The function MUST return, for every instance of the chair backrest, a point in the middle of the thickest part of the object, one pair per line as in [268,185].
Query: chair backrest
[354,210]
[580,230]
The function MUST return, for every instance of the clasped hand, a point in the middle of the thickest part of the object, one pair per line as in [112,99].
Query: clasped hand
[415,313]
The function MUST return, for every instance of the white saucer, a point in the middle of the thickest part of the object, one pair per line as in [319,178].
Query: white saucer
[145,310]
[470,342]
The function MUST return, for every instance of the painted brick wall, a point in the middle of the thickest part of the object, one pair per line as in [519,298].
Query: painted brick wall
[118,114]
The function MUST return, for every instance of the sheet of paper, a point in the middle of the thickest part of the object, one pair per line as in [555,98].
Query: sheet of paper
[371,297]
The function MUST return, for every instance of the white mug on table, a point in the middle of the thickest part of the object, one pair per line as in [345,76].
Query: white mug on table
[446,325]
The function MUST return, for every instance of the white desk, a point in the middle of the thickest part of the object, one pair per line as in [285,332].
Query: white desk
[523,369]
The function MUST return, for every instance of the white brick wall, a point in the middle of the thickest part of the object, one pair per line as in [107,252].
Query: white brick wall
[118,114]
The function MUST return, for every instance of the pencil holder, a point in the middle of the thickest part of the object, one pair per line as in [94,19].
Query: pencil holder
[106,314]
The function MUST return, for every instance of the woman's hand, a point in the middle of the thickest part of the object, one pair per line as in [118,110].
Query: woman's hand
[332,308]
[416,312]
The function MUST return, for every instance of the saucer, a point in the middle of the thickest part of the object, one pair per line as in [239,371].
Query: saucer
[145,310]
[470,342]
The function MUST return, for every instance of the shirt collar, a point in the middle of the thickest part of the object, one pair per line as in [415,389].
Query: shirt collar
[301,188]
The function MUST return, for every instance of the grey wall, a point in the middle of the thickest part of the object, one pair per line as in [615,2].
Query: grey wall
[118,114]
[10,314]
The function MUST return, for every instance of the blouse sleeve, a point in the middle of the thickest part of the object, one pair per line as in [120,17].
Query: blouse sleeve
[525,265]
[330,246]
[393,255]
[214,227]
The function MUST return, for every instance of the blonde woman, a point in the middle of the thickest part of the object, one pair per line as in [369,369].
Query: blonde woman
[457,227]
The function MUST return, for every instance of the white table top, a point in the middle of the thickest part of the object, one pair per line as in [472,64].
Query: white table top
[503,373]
☆ ☆ ☆ ☆ ☆
**Problem**. Word for word, set down all of the records above.

**The completed task**.
The function MUST return, for every instance of the chair backrest, a point in the middle of the thickest part of the object, one pair per line as in [268,185].
Query: chair backrest
[354,210]
[580,230]
The function MUST return, for every instance of the clasped hand, a point in the middle of the thickest part of the object, one pair per line as in [112,99].
Query: clasped hand
[415,313]
The function MUST return, for every instance of the white saucer, a point in the middle of the thickest part of the object, one pair per line as in [319,178].
Query: white saucer
[145,310]
[470,342]
The function MUST return, for every instance of the painted brick wall, a point in the middle of the thickest part of the object, one pair per line as in [519,298].
Query: painted brick wall
[118,114]
The function MUST return, for every instance of the sheet of paper, a point in the middle of the thickest part of the object, one pair per line as in [555,98].
Query: sheet of paper
[371,297]
The function MUST return, for every instance of the white mug on table, a point in the middle of the thickest part of the object, one pair per line as in [345,76].
Query: white mug on table
[446,325]
The function MUST return, for every instance of the white desk, a point in the middle of the thickest part of the object, one pair per line as in [285,332].
Query: white desk
[523,369]
The function MUST return, for every instance of the white brick wall, a point in the middle of the thickest part of the object, one pair per line as in [107,252].
Query: white brick wall
[118,114]
The function MUST return, for every instance of the pencil holder, a point in the middle of the thickest part of the object, one pair per line as in [94,19].
Query: pencil holder
[106,314]
The function MUST return, for every instance of the woman's hand, a point in the middle of the thickest part of the object, one pair per line as in [118,110].
Query: woman's hand
[332,308]
[416,312]
The function MUST return, for every instance of the saucer, a point in the middle of the thickest part of the object, one pair per line as in [239,371].
Query: saucer
[145,310]
[470,342]
The function MUST return, for every instance of the shirt collar, a point in the middle of the thickest part of the object, one pair per line as in [415,389].
Query: shirt collar
[301,188]
The function MUST return, for every instance of the grey wall, a point in the middle of the thickest part of the object, one pair per line as in [615,2].
Query: grey wall
[118,114]
[10,314]
The function MUST return, for every instance of the blouse sleeve, a point in the middle of the thickest part of the object, one pair per line as in [120,17].
Query: blouse sleeve
[525,265]
[330,246]
[393,255]
[214,227]
The function MUST return, for every instance of the blonde woman, a point in the middle of the thickest part of the object, one pair per line as in [369,369].
Query: blonde woman
[457,227]
The function MUST return, for every instance of the white table top, a point in the middle of the thickest part of the object, one pair per line as in [472,64].
Query: white table top
[503,373]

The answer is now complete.